_Texto fornecido_.
========================================================================
O futuro possível: a incrível experiência da Nasa sobre a vida em Marte
Em ambiente que simula superfície do planeta, astronautas estaram condições para explorá-lo em segurança daqui a duas décadas
Na primeira metade do século XIX, antes da era espacial, reputados cientistas popularizaram a ideia da existência de canais em Marte, sugerindo a presença de água e até de vida inteligente no planeta. E por que não? Os possíveis seres extraterrestres eram chamados de marcianos. Não demorou para que o engano geológico fosse percebido, já que as linhas escuras observadas eram apenas reflexos de imperfeições das lentes do telescópio. A possibilidade, porém, virou semente na imaginação de escritores como H.G. Wells, de A Guerra dos Mundos, e posteriormente de agências espaciais empenhadas em desbravar o nosso vizinho de sistema solar. Marte, depois da Lua, é natural, virou ímã de interesse da humanidade.
========================================================================
_Dados fornecidos_.

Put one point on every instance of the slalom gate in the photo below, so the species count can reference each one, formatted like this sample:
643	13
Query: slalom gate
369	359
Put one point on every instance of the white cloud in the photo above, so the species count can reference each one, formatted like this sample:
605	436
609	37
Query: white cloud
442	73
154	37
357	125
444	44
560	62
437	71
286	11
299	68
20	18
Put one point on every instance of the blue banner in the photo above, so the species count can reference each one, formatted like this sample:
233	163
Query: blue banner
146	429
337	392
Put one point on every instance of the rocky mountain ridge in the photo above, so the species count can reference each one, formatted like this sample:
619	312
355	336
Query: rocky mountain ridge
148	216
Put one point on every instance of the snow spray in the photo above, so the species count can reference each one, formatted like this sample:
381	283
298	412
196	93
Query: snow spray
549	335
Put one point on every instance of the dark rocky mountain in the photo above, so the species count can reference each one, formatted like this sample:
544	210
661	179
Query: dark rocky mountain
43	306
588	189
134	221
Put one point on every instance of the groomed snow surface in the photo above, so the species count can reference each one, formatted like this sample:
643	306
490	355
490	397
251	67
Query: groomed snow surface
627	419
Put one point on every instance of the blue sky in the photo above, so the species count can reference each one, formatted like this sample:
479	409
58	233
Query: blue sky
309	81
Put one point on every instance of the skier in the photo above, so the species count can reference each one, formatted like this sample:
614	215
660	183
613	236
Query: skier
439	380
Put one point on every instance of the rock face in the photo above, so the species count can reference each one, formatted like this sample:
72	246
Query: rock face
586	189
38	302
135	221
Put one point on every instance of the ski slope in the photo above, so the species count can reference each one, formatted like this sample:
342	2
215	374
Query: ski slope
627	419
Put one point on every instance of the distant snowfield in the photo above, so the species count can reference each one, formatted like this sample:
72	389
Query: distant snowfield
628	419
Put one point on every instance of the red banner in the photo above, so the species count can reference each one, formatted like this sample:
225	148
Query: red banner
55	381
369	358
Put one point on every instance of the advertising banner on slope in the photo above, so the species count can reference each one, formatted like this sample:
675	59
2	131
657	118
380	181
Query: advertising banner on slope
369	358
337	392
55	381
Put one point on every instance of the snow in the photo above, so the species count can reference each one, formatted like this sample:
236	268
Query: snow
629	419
========================================================================
_Questões de estudo_.
1. Responda com base no texto sobre Marte:
(a) Como eram chamados os possíveis seres extraterrestres?
(b) O que eram, na verdade, as linhas escuras observadas?
(c) Qual obra de H.G. Wells o texto cita?
2. Traduza para o inglês esta frase do texto sobre Marte: "Não demorou para que o engano geológico fosse percebido, já que as linhas escuras observadas eram apenas reflexos de imperfeições das lentes do telescópio."
3. Diga se cada afirmação concorda com o texto sobre Marte:
(a) As linhas escuras vistas em Marte eram canais de água.
(b) A ideia dos canais em Marte foi popularizada antes da era espacial.
(c) A possibilidade de vida em Marte inspirou escritores.
Os itens não têm papel nenhum nesta atividade.

_Respostas por tarefa_.
1.
(a) Marcianos.
(b) Apenas reflexos de imperfeições das lentes do telescópio.
(c) A Guerra dos Mundos.

2. It did not take long for the geological mistake to be noticed, since the dark lines observed were merely reflections of imperfections in the telescope's lenses.

3.
(a) Não: "as linhas escuras observadas eram apenas reflexos de imperfeições das lentes do telescópio"
(b) Sim: "antes da era espacial, reputados cientistas popularizaram a ideia da existência de canais em Marte"
(c) Sim: "A possibilidade, porém, virou semente na imaginação de escritores como H.G. Wells"